__Exercise input__:
-- -- --

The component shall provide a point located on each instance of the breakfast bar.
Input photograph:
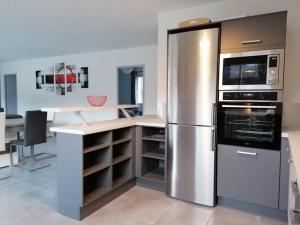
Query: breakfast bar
(97, 163)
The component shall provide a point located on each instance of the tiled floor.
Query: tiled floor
(30, 199)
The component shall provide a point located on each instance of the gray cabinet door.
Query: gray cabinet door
(284, 175)
(241, 34)
(249, 175)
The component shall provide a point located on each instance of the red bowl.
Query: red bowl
(96, 100)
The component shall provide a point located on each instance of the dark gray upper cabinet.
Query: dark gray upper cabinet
(249, 174)
(254, 33)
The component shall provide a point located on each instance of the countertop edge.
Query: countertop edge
(101, 126)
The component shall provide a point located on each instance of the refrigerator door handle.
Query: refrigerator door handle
(213, 141)
(214, 114)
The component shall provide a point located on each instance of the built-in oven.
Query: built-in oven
(255, 70)
(251, 119)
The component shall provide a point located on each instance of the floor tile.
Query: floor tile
(234, 216)
(183, 214)
(31, 199)
(147, 209)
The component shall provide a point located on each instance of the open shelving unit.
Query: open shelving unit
(107, 162)
(122, 172)
(96, 185)
(152, 155)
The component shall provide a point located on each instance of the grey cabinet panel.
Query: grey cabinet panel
(246, 177)
(269, 29)
(284, 175)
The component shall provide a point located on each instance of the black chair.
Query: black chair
(35, 130)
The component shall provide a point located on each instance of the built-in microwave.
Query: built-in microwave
(255, 70)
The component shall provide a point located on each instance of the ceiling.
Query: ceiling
(42, 28)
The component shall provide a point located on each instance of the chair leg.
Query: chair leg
(47, 156)
(32, 167)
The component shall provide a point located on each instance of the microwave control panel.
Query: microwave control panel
(273, 69)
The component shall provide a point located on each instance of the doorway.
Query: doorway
(10, 92)
(131, 88)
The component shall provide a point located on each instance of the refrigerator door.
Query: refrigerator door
(191, 163)
(192, 76)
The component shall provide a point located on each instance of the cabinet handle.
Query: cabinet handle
(294, 214)
(246, 153)
(213, 141)
(295, 188)
(249, 42)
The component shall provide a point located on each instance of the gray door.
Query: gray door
(11, 94)
(192, 76)
(191, 163)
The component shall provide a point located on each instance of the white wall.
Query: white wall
(292, 72)
(237, 8)
(102, 80)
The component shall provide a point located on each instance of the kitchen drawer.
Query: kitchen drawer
(269, 29)
(249, 174)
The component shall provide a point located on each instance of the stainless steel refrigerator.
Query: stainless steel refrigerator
(191, 111)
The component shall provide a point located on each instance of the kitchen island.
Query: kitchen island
(98, 162)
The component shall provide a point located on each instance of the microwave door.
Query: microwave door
(256, 70)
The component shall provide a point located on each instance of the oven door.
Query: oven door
(254, 70)
(250, 124)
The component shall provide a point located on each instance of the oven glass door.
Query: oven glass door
(250, 70)
(249, 124)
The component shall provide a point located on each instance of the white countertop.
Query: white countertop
(294, 141)
(100, 126)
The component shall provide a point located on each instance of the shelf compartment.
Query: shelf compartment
(93, 142)
(96, 161)
(94, 169)
(153, 149)
(153, 133)
(123, 140)
(153, 169)
(96, 185)
(121, 152)
(120, 159)
(153, 155)
(121, 134)
(122, 172)
(155, 137)
(156, 175)
(95, 148)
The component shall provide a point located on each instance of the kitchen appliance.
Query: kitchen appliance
(251, 119)
(191, 111)
(255, 70)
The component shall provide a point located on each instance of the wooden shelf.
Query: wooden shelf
(123, 140)
(94, 169)
(120, 159)
(120, 181)
(95, 148)
(88, 198)
(156, 174)
(153, 138)
(153, 155)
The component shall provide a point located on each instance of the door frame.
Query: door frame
(4, 90)
(117, 79)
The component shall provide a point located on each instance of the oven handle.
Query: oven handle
(246, 153)
(251, 42)
(249, 106)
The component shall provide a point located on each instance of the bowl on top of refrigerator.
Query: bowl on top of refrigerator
(96, 100)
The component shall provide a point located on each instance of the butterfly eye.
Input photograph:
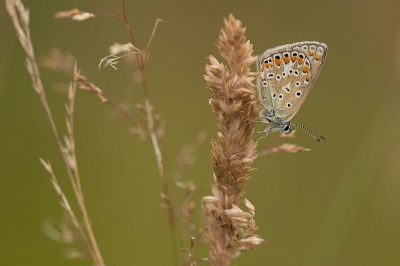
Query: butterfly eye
(286, 58)
(277, 60)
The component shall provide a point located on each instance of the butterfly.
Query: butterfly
(286, 76)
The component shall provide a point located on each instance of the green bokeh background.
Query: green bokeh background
(336, 205)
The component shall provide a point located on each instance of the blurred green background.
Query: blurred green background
(336, 205)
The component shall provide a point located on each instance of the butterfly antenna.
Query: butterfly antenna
(313, 134)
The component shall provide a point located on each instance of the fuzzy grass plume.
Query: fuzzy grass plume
(230, 230)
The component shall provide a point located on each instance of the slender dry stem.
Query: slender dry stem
(20, 18)
(230, 230)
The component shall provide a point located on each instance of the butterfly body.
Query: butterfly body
(286, 76)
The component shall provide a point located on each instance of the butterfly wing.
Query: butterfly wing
(287, 74)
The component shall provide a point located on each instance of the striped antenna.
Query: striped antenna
(313, 134)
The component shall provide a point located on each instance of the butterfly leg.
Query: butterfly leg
(266, 131)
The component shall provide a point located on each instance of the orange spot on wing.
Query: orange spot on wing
(286, 59)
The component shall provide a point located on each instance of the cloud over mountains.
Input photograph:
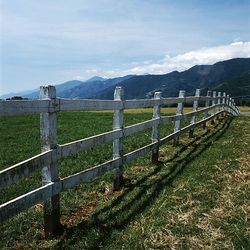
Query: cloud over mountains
(186, 60)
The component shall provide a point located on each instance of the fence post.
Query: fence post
(48, 137)
(230, 104)
(227, 103)
(155, 129)
(213, 105)
(117, 143)
(219, 102)
(195, 108)
(223, 103)
(207, 103)
(179, 111)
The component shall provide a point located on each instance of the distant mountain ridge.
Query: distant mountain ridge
(231, 76)
(199, 76)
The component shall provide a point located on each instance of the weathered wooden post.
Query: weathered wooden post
(233, 105)
(213, 106)
(227, 104)
(156, 128)
(48, 134)
(219, 102)
(223, 103)
(207, 103)
(117, 143)
(179, 111)
(195, 108)
(230, 105)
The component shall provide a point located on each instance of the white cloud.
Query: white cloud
(186, 60)
(201, 56)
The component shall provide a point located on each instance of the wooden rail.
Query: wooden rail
(48, 106)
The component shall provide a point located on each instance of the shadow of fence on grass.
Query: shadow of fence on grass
(134, 200)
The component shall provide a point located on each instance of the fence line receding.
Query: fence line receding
(47, 161)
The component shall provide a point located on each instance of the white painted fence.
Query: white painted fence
(48, 106)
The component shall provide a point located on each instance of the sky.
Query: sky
(52, 41)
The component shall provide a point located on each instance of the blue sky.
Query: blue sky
(52, 41)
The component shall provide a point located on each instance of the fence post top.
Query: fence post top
(48, 91)
(119, 93)
(157, 95)
(197, 92)
(182, 93)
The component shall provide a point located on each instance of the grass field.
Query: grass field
(196, 197)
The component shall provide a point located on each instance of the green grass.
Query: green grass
(195, 197)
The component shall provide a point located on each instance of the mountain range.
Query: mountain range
(231, 76)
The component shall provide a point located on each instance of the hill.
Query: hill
(199, 76)
(90, 88)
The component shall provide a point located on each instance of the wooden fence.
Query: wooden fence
(48, 106)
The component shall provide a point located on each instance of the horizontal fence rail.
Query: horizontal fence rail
(52, 152)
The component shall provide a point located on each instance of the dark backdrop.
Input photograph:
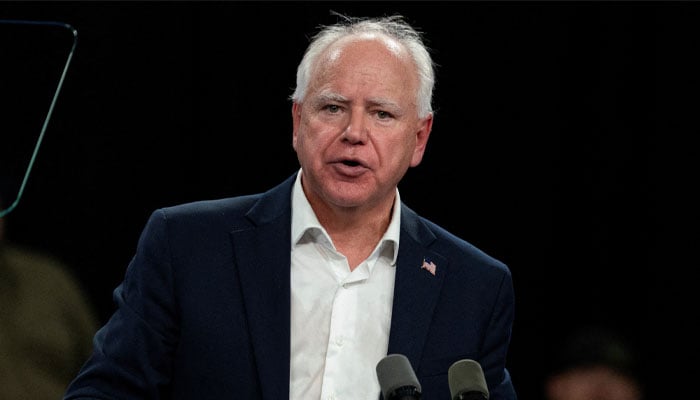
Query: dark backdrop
(562, 143)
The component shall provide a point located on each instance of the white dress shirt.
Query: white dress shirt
(339, 319)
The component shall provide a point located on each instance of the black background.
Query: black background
(562, 144)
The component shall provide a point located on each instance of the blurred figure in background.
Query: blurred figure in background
(594, 364)
(46, 323)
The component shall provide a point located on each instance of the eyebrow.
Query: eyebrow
(338, 98)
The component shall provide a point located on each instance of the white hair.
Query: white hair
(393, 27)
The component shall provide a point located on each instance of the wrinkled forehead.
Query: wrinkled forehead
(334, 51)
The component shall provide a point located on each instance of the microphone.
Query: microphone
(467, 381)
(397, 379)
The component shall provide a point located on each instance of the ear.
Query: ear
(296, 120)
(422, 133)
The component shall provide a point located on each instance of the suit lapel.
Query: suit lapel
(416, 290)
(262, 258)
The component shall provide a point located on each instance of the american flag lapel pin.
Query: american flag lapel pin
(429, 266)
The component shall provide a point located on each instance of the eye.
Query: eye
(332, 108)
(384, 115)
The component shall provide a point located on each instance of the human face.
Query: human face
(357, 131)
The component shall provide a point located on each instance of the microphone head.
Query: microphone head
(466, 376)
(395, 372)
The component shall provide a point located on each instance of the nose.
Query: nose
(357, 128)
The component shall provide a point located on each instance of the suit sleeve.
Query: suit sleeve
(497, 340)
(133, 352)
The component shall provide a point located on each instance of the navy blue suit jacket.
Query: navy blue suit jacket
(204, 308)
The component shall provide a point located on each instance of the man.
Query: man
(215, 305)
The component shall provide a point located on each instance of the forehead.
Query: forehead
(368, 58)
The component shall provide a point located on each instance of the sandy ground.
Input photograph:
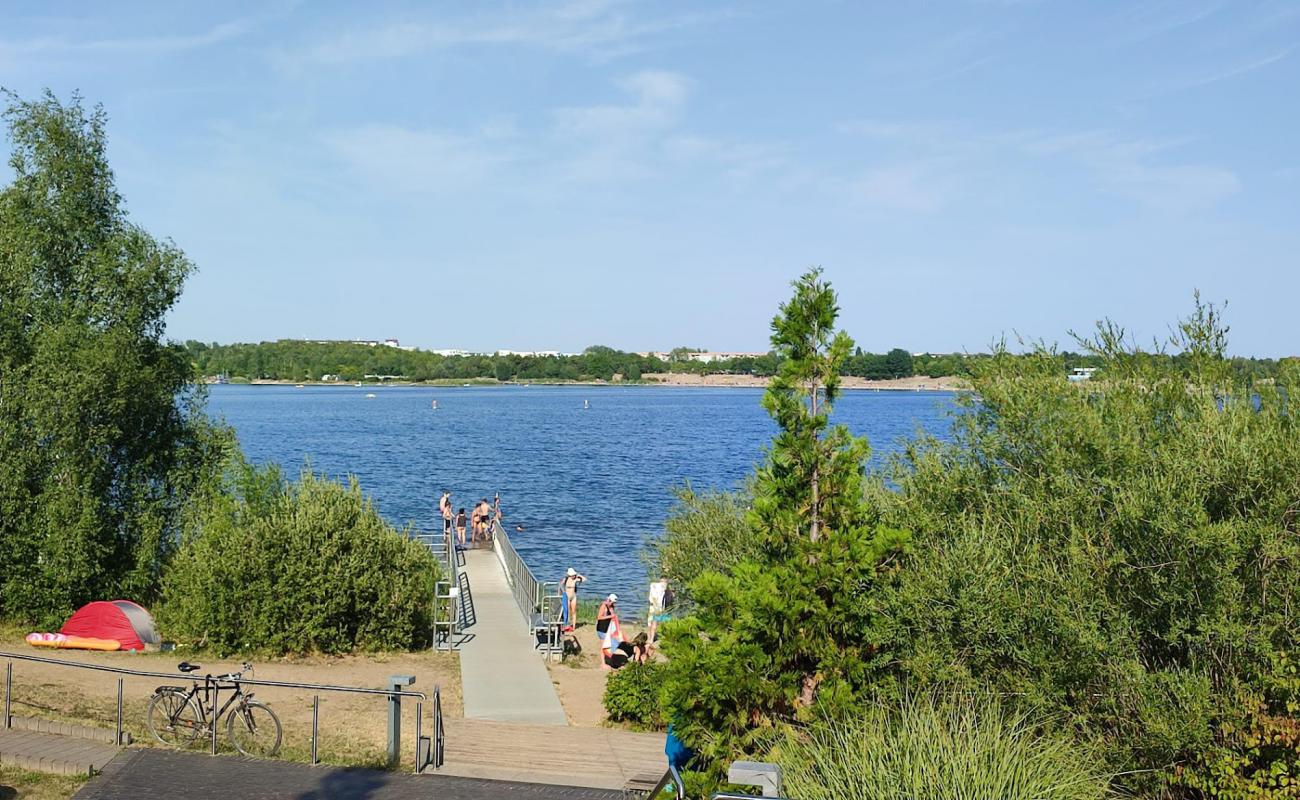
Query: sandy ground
(675, 379)
(904, 384)
(580, 680)
(352, 726)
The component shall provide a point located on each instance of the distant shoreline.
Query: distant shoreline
(667, 379)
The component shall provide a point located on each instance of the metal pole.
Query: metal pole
(118, 740)
(316, 714)
(395, 683)
(419, 736)
(216, 691)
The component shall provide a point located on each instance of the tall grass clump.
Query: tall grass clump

-- -- --

__Work required__:
What should come back is an exact copy of the lines above from the line with "the green grass." to the line with "figure in background.", both included, minus the pictures.

__Solution for this task__:
The component shall provide a point located on each instance of the green grass.
Query: green grass
(195, 197)
The component shall provide a point located on each instance of the mountain range.
Query: mountain range
(231, 76)
The component shall provide a point located on each instance of the hill.
Query: hill
(199, 76)
(90, 88)
The component shall provide a point located on each instance of the wooden fence.
Query: wooden fence
(48, 106)
The component shall provide a point located on each instance of the horizontal fence rail.
Query: horizontal fence rail
(52, 152)
The component shall provide a point located on each instance of the dark backdrop.
Input photograph:
Query: dark backdrop
(562, 143)
The component shall provide a point located on each instance of the white dress shirt.
Query: white dress shirt
(339, 319)
The component shall provide a point located on each instance of the black background.
Query: black background
(562, 144)
The component shall provide a point located on each instance of the blurred figure in background.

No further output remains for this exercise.